Case Information
** E-filed on 7/5/05 ** NOT FOR CITATION
IN THE UNITED STATES DISTRICT COURT FOR THE NORTHERN DISTRICT OF CALIFORNIA SAN JOSE DIVISION
BRIAN MINICK, Case Number C 05-00457 JF Plaintiff, ORDER GRANTING TATE & KIRLIN ASSOCIATES’ MOTION TO DISMISS v.
TATE & KIRLIN ASSOCIATES, et al., [Docket No. 9] Defendants.
Defendant Tate & Kirlin Associates (“Tate”) moves to dismiss the complaint of Plaintiff Brian Minick (“Minick”) pursuant to Federal Rule of Civil Procedure 12(b)(6) for failure to state a claim upon which relief can be granted. Minick opposes the motion. The Court has read the moving and responding papers and considered the oral arguments of counsel presented on June 3, 2005. For the reasons set forth below, the motion will be granted.
I. BACKGROUND
Minick failed to repay a consumer debt that was incurred on a GE Capital credit card. In letters dated July 15, 2004, August 25, 2004, September 14, 2004, and December 8, 2004, Tate, a collection agency, offered to settle Minick’s debt for a lower amount than was owed. See Compl., Exs. A-D. The July 15 letter stated, in pertinent part:
IMPORTANT NOTICE
Our client has authorized us to offer a limited time settlement for 50% of your balance or $3091.13 to resolve your account. This payment must be received in our office by 08/05/04 or this offer is void. Please contact our office at our toll free number should you need a time extension to take advantage of this offer.
Compl., Ex. A. The three subsequent letters were virtually identical to the first, with variations in the percentage of the outstanding balance requested, the actual dollar amount requested, and the expiration date of the offer. See Compl., Ex. B (offering settlement for 50% or $3108.11 by September 15, 2004); Ex. C (offering settlement for 45% or $2818.49 by October 4, 2004); Ex. D (offering settlement for 50% or $3178.75 by December 27, 2004). The August and December letters were dated after the expiration of the offer presented in the previous letters, while the September letter was dated one day prior to the expiration of the offer presented in the August letter. Minick did not accept any of the offers. Instead, he filed the instant complaint against Tate, Pat Sharpe, Mark Brewer, Sherman Acquisitions II LLP, and Alegis Group LP, alleging that the letters violated the federal Fair Debt Collection Practices Act (“FDCPA”).

•••••

(Exercise brief): Copy the stretch of the court order from "I. BACKGROUND" through "of this offer.".

(Dataset records about where objects are located)

•••••

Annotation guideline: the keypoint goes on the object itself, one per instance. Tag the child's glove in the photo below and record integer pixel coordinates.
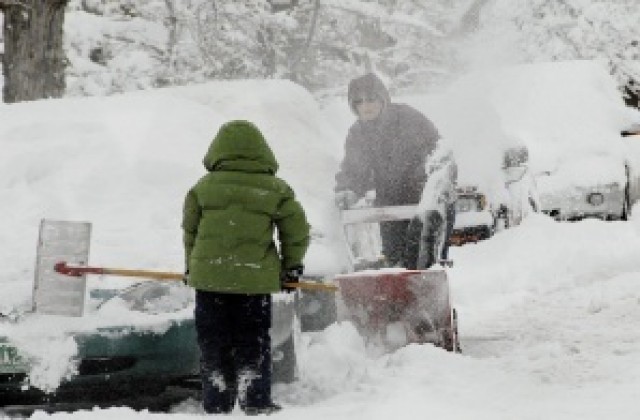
(292, 275)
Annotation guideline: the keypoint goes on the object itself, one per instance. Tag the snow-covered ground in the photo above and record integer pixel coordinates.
(548, 311)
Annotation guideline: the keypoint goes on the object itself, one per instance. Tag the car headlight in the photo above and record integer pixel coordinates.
(595, 199)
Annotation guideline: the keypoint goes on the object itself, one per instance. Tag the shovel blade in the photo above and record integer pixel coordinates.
(55, 293)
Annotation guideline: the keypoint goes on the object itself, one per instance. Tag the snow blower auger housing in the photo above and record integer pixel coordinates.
(393, 306)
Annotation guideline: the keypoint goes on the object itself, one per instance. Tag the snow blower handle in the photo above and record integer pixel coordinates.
(78, 271)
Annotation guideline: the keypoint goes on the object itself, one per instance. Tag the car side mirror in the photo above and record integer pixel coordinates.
(515, 156)
(515, 173)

•••••

(Answer to the exercise):
I. BACKGROUND
Minick failed to repay a consumer debt that was incurred on a GE Capital credit card. In letters dated July 15, 2004, August 25, 2004, September 14, 2004, and December 8, 2004, Tate, a collection agency, offered to settle Minick’s debt for a lower amount than was owed. See Compl., Exs. A-D. The July 15 letter stated, in pertinent part:
IMPORTANT NOTICE
Our client has authorized us to offer a limited time settlement for 50% of your balance or $3091.13 to resolve your account. This payment must be received in our office by 08/05/04 or this offer is void. Please contact our office at our toll free number should you need a time extension to take advantage of this offer.